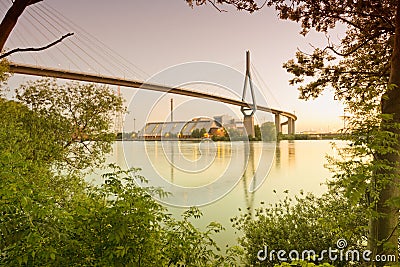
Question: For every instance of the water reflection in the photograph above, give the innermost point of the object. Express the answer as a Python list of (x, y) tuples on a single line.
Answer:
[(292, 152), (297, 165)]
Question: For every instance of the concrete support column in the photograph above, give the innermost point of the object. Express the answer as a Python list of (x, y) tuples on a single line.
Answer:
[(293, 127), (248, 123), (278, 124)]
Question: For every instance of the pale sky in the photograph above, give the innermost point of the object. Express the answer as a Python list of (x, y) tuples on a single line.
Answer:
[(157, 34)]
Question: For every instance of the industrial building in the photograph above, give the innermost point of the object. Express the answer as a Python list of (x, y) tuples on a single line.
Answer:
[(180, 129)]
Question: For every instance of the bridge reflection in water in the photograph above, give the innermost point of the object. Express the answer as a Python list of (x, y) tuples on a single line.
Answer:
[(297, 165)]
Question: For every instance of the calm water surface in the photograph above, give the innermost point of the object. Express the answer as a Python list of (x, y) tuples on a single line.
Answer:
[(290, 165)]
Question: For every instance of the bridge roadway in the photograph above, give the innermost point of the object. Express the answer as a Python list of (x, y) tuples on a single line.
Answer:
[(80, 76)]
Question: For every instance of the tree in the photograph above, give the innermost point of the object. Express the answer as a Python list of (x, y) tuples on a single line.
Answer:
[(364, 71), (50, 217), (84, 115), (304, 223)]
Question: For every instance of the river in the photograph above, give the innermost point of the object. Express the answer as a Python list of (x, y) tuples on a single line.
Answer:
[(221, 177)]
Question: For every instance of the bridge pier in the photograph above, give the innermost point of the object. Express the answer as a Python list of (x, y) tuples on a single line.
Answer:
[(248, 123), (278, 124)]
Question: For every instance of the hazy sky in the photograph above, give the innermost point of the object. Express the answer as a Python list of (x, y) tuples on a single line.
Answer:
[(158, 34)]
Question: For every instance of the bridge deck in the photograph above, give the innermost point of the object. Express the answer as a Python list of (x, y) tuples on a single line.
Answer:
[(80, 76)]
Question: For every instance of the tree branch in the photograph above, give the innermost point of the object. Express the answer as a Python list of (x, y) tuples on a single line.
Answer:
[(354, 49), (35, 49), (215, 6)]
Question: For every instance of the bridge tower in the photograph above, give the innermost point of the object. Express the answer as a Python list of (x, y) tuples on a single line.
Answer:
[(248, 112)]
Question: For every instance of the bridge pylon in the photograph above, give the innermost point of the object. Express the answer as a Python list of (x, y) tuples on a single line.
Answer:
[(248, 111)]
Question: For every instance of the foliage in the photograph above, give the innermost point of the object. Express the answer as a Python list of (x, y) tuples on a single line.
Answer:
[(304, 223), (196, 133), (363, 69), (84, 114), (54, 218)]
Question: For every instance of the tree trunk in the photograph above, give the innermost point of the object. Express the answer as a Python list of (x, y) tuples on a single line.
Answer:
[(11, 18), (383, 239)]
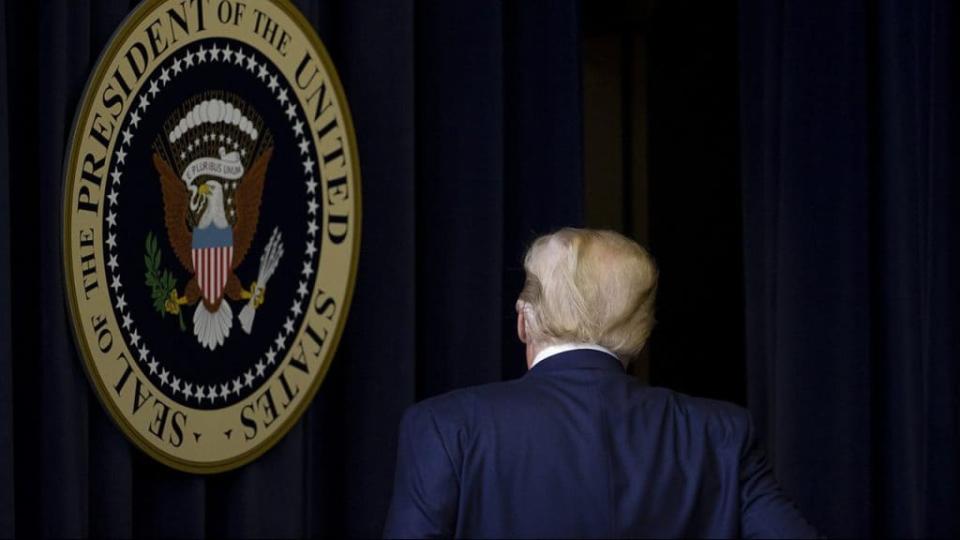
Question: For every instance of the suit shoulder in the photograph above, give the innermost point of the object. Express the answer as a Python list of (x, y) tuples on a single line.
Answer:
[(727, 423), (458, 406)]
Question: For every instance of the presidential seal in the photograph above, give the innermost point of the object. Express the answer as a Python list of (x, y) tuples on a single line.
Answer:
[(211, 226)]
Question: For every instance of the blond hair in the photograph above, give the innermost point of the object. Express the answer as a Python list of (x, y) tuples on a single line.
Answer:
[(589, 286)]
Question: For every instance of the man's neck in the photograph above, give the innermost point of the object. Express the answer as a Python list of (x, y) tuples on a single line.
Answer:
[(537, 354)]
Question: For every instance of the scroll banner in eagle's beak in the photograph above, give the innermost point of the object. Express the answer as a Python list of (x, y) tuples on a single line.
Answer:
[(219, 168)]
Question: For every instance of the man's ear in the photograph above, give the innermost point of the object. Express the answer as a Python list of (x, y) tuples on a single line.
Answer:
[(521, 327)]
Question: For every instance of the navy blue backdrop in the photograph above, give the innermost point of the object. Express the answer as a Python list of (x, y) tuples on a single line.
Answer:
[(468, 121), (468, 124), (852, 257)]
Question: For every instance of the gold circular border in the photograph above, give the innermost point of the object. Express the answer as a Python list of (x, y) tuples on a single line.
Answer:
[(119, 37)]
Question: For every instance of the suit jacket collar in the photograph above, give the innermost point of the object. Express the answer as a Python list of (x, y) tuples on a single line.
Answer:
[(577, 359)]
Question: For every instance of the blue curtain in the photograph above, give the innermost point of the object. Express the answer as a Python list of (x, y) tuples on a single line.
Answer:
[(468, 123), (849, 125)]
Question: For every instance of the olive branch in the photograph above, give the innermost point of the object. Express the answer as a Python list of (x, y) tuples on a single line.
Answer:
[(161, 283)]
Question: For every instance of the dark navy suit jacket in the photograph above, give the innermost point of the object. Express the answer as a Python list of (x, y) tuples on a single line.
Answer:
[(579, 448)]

________________________

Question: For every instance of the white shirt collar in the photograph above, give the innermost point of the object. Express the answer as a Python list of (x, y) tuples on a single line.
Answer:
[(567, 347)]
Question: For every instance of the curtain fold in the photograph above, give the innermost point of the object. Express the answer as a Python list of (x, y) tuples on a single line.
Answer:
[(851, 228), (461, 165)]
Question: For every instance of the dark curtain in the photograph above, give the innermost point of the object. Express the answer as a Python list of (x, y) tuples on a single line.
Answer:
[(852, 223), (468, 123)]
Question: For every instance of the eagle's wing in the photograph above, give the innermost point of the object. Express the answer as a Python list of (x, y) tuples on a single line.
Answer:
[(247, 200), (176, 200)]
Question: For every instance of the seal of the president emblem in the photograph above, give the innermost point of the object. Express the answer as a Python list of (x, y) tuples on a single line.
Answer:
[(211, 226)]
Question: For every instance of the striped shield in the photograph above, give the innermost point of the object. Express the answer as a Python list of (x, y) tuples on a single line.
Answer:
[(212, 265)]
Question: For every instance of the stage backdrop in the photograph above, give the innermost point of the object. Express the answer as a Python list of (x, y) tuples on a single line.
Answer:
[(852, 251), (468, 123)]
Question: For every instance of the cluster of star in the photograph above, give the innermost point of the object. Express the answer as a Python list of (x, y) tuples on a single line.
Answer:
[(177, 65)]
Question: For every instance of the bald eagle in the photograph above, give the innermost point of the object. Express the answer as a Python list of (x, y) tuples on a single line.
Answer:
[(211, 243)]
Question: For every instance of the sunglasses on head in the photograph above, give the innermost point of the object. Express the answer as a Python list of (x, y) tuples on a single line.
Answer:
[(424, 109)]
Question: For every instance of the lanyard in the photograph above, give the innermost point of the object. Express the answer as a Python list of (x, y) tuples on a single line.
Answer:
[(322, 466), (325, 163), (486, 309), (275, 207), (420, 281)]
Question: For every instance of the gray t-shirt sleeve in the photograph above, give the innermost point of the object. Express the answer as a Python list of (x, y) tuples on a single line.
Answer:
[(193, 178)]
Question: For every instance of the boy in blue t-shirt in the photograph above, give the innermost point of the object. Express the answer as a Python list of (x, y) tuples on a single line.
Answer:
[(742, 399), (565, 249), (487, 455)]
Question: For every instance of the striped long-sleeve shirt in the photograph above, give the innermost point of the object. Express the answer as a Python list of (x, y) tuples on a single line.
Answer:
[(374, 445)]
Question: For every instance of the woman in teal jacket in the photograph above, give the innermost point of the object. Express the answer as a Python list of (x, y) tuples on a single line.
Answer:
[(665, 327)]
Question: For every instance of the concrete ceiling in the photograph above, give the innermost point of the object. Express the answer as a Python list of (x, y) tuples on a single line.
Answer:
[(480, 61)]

________________________

● Job:
Copy out the listing word for word, from the line containing "Question: For every instance of the concrete ceiling" through the line containing "[(480, 61)]", with both of those lines included.

● Answer to this exercise:
Question: For every instance of the concrete ceiling in the photograph above, give the innermost point of the object. Express the answer as a Python list of (x, y) tuples on a single line.
Answer:
[(480, 61)]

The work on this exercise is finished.